#### Recorded information
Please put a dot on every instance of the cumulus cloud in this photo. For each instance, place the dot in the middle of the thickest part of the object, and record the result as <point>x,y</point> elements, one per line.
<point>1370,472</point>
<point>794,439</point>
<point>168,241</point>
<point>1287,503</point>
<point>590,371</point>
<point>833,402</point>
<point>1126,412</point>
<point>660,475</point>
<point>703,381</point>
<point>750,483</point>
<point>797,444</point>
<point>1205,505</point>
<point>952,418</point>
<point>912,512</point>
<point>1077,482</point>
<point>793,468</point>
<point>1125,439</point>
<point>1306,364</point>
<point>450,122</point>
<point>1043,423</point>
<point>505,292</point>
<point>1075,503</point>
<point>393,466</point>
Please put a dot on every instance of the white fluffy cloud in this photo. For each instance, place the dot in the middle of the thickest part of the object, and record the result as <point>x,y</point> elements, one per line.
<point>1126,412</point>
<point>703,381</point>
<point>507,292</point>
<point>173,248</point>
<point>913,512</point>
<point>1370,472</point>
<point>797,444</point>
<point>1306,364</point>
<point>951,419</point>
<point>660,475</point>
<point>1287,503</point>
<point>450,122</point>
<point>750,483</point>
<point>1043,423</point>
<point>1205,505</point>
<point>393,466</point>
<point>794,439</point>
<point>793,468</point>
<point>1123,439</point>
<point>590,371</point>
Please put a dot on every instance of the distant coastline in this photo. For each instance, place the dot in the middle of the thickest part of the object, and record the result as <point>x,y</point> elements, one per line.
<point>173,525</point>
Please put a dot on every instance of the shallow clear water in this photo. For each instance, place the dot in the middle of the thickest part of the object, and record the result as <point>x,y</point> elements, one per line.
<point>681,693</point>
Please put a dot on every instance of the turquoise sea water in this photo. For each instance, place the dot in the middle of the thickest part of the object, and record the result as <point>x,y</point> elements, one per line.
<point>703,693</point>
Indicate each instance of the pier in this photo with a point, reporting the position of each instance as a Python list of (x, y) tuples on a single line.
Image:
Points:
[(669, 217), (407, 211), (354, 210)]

* * *

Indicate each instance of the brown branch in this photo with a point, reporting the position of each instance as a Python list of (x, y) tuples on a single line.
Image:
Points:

#### Goal of the exercise
Pick out and copy the lines of the entries that hold the string "reporting".

#### Response below
Indicate each instance of the pier in this photo with a point, reporting the position of each instance as a Python list of (x, y) tuples on a single line.
Indicate each instance of the brown branch in this photo with a point, reporting the position of each instance as a Python list of (x, y) tuples on a single line.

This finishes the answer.